--- BEGIN Supplied data ---

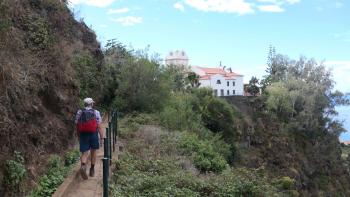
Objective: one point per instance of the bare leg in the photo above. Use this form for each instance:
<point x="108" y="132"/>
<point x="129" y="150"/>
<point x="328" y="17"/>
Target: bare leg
<point x="84" y="157"/>
<point x="93" y="157"/>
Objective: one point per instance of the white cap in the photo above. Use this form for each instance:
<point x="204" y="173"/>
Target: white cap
<point x="89" y="101"/>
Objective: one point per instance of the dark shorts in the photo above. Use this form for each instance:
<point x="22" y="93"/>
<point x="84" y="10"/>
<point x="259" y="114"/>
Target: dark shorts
<point x="89" y="141"/>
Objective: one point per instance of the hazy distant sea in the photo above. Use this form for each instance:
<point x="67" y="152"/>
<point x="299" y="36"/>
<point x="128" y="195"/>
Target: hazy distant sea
<point x="344" y="114"/>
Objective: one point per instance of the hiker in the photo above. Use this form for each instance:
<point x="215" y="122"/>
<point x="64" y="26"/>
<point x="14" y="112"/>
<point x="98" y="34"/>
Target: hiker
<point x="88" y="122"/>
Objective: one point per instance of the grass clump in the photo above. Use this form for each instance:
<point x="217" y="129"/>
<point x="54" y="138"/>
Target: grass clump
<point x="204" y="155"/>
<point x="56" y="172"/>
<point x="15" y="172"/>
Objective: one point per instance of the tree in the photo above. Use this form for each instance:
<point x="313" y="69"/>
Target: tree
<point x="253" y="87"/>
<point x="276" y="68"/>
<point x="303" y="95"/>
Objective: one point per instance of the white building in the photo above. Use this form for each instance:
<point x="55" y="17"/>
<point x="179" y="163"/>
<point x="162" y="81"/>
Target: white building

--- END Supplied data ---

Stated goal – Return the listing above word for word, with the pictures removed.

Result –
Objective: one point per instance of the bare leg in the photo above. Use this form for each instance:
<point x="108" y="132"/>
<point x="129" y="150"/>
<point x="328" y="17"/>
Target: bare leg
<point x="84" y="157"/>
<point x="93" y="157"/>
Objective: one point per instance of the white cap in the photo above. Use this form for each instance:
<point x="204" y="173"/>
Target: white cap
<point x="89" y="101"/>
Objective: one point per instance of the dark shorts in the photo above. Use this form for each instance:
<point x="22" y="93"/>
<point x="84" y="10"/>
<point x="259" y="114"/>
Target: dark shorts
<point x="89" y="141"/>
Objective: one point per instance of the hazy distant sea in the photo above. Use this form for each instance:
<point x="67" y="152"/>
<point x="299" y="36"/>
<point x="128" y="195"/>
Target: hazy distant sea
<point x="344" y="114"/>
Objective: one point per instance of the hiker in the photo above. Use this form for each instance:
<point x="215" y="122"/>
<point x="64" y="26"/>
<point x="14" y="112"/>
<point x="98" y="34"/>
Target: hiker
<point x="88" y="122"/>
Objective: one point per instance of the grass clump in the photo above. Use this form for each instance:
<point x="217" y="129"/>
<point x="54" y="138"/>
Target: grass clump
<point x="204" y="155"/>
<point x="56" y="172"/>
<point x="15" y="172"/>
Objective: one point per instance of the tree in the photo above. Use this form for each instance:
<point x="313" y="69"/>
Target: tree
<point x="253" y="87"/>
<point x="276" y="68"/>
<point x="303" y="95"/>
Objective: one point per instance of the white building in the photo above. Use this form for each instance:
<point x="55" y="17"/>
<point x="179" y="163"/>
<point x="162" y="81"/>
Target: white building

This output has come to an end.